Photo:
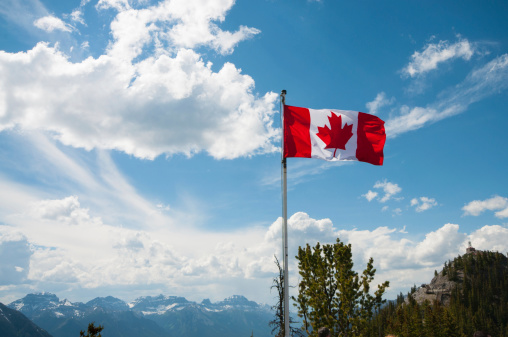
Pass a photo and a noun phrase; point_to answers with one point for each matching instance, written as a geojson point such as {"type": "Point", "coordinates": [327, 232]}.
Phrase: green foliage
{"type": "Point", "coordinates": [93, 331]}
{"type": "Point", "coordinates": [332, 294]}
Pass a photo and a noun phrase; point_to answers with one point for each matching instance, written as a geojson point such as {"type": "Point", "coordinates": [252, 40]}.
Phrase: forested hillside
{"type": "Point", "coordinates": [476, 300]}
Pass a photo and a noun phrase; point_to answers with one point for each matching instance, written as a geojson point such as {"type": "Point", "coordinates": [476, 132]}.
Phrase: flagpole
{"type": "Point", "coordinates": [285, 286]}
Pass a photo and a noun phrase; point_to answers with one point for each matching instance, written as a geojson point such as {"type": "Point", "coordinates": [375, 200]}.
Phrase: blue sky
{"type": "Point", "coordinates": [140, 141]}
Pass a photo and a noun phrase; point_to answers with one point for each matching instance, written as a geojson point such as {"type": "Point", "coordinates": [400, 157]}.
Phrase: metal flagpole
{"type": "Point", "coordinates": [285, 286]}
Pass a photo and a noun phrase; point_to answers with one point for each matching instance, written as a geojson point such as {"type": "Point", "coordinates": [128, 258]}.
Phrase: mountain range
{"type": "Point", "coordinates": [149, 316]}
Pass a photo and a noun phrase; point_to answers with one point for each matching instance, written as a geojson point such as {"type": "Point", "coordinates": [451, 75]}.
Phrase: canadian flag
{"type": "Point", "coordinates": [333, 135]}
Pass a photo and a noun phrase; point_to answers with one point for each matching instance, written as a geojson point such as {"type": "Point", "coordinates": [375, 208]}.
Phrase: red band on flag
{"type": "Point", "coordinates": [371, 139]}
{"type": "Point", "coordinates": [333, 135]}
{"type": "Point", "coordinates": [296, 132]}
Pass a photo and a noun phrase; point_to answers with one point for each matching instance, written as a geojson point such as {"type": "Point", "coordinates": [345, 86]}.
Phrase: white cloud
{"type": "Point", "coordinates": [434, 54]}
{"type": "Point", "coordinates": [488, 80]}
{"type": "Point", "coordinates": [370, 195]}
{"type": "Point", "coordinates": [77, 16]}
{"type": "Point", "coordinates": [51, 23]}
{"type": "Point", "coordinates": [91, 254]}
{"type": "Point", "coordinates": [379, 102]}
{"type": "Point", "coordinates": [423, 203]}
{"type": "Point", "coordinates": [496, 203]}
{"type": "Point", "coordinates": [169, 102]}
{"type": "Point", "coordinates": [390, 189]}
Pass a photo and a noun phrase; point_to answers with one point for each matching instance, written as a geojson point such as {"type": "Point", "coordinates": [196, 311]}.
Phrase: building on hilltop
{"type": "Point", "coordinates": [470, 249]}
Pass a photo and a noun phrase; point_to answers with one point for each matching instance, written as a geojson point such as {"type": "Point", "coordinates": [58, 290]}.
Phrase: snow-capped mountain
{"type": "Point", "coordinates": [161, 315]}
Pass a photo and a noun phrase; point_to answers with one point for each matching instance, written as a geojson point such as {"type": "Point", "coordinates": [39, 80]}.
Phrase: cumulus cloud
{"type": "Point", "coordinates": [370, 195]}
{"type": "Point", "coordinates": [423, 203]}
{"type": "Point", "coordinates": [488, 80]}
{"type": "Point", "coordinates": [496, 203]}
{"type": "Point", "coordinates": [51, 23]}
{"type": "Point", "coordinates": [389, 189]}
{"type": "Point", "coordinates": [89, 253]}
{"type": "Point", "coordinates": [149, 94]}
{"type": "Point", "coordinates": [434, 54]}
{"type": "Point", "coordinates": [380, 101]}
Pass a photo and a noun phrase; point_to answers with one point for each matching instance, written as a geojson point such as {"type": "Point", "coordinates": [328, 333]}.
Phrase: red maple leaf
{"type": "Point", "coordinates": [335, 137]}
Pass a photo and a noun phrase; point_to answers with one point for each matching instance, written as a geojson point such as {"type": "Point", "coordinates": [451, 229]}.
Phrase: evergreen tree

++++++

→ **Task to carry out**
Copy out the listing exactly as it stands, but not the pictures.

→ **Task solution**
Photo:
Pass a photo and a noun phrase; point_to answers with one point for each matching instance, written as a geojson point such as {"type": "Point", "coordinates": [327, 232]}.
Phrase: green foliage
{"type": "Point", "coordinates": [93, 331]}
{"type": "Point", "coordinates": [332, 294]}
Pass a photo and a noun phrase; point_to answers with one point for each matching instance, written as a geojson point such as {"type": "Point", "coordinates": [252, 40]}.
Phrase: forested hillside
{"type": "Point", "coordinates": [476, 300]}
Pass a photo and a noun phrase; point_to answers with one point for each matching instance, written as a geojson point such as {"type": "Point", "coordinates": [476, 132]}.
Phrase: flagpole
{"type": "Point", "coordinates": [285, 286]}
Pass a photo and a noun phrase; point_to answers with one point for each matching instance, written as a geojson point such as {"type": "Point", "coordinates": [375, 200]}.
Phrase: blue sky
{"type": "Point", "coordinates": [140, 141]}
Pass a photo and a noun phrase; point_to answers with one point for each matching instance, written as a geojson point such as {"type": "Point", "coordinates": [400, 157]}.
Phrase: metal flagpole
{"type": "Point", "coordinates": [285, 286]}
Pass a photo and a noun phrase; point_to answers with one point for each matching instance, written as a geojson point such as {"type": "Point", "coordinates": [128, 258]}.
Phrase: mountain range
{"type": "Point", "coordinates": [149, 316]}
Pass a photo and a noun phrase; point_to answers with one point for each matching instance, written as a geojson point such as {"type": "Point", "coordinates": [451, 75]}.
Phrase: canadian flag
{"type": "Point", "coordinates": [333, 135]}
Pass a photo and a noun phrase; point_to answers with one point for each matching instance, written as a geojson point such as {"type": "Point", "coordinates": [375, 208]}.
Phrase: red band on flag
{"type": "Point", "coordinates": [371, 139]}
{"type": "Point", "coordinates": [333, 135]}
{"type": "Point", "coordinates": [296, 132]}
Pass a photo and a noun phrase; point_to answers with one point for each matching instance, written as a geojson point such as {"type": "Point", "coordinates": [345, 86]}.
Phrase: white cloud
{"type": "Point", "coordinates": [434, 54]}
{"type": "Point", "coordinates": [488, 80]}
{"type": "Point", "coordinates": [370, 195]}
{"type": "Point", "coordinates": [77, 16]}
{"type": "Point", "coordinates": [51, 23]}
{"type": "Point", "coordinates": [91, 254]}
{"type": "Point", "coordinates": [379, 102]}
{"type": "Point", "coordinates": [423, 203]}
{"type": "Point", "coordinates": [496, 203]}
{"type": "Point", "coordinates": [169, 102]}
{"type": "Point", "coordinates": [390, 189]}
Pass a photo and a noun phrase; point_to answers with one point for each matching instance, written as a geojson point such as {"type": "Point", "coordinates": [196, 311]}.
Phrase: building on hilltop
{"type": "Point", "coordinates": [470, 249]}
Pass a photo and a noun phrase; point_to answers with one point for each matching instance, written as a geojson point such as {"type": "Point", "coordinates": [58, 290]}.
Phrase: snow-capped mountain
{"type": "Point", "coordinates": [161, 315]}
Pass a photo and a noun phrase; point_to answers with one point for each matching instance, written as a geojson point such as {"type": "Point", "coordinates": [39, 80]}.
Phrase: cumulus cloud
{"type": "Point", "coordinates": [370, 195]}
{"type": "Point", "coordinates": [423, 203]}
{"type": "Point", "coordinates": [488, 80]}
{"type": "Point", "coordinates": [496, 203]}
{"type": "Point", "coordinates": [51, 23]}
{"type": "Point", "coordinates": [389, 189]}
{"type": "Point", "coordinates": [89, 253]}
{"type": "Point", "coordinates": [149, 94]}
{"type": "Point", "coordinates": [434, 54]}
{"type": "Point", "coordinates": [380, 101]}
Pass a photo and a noun phrase; point_to answers with one point for each matching instance, written as a geojson point such as {"type": "Point", "coordinates": [328, 333]}.
Phrase: red maple leaf
{"type": "Point", "coordinates": [335, 137]}
Pass a photo and a noun phrase; point_to answers with one point for each matching instance, written as a geojson point such as {"type": "Point", "coordinates": [451, 229]}.
Phrase: evergreen tree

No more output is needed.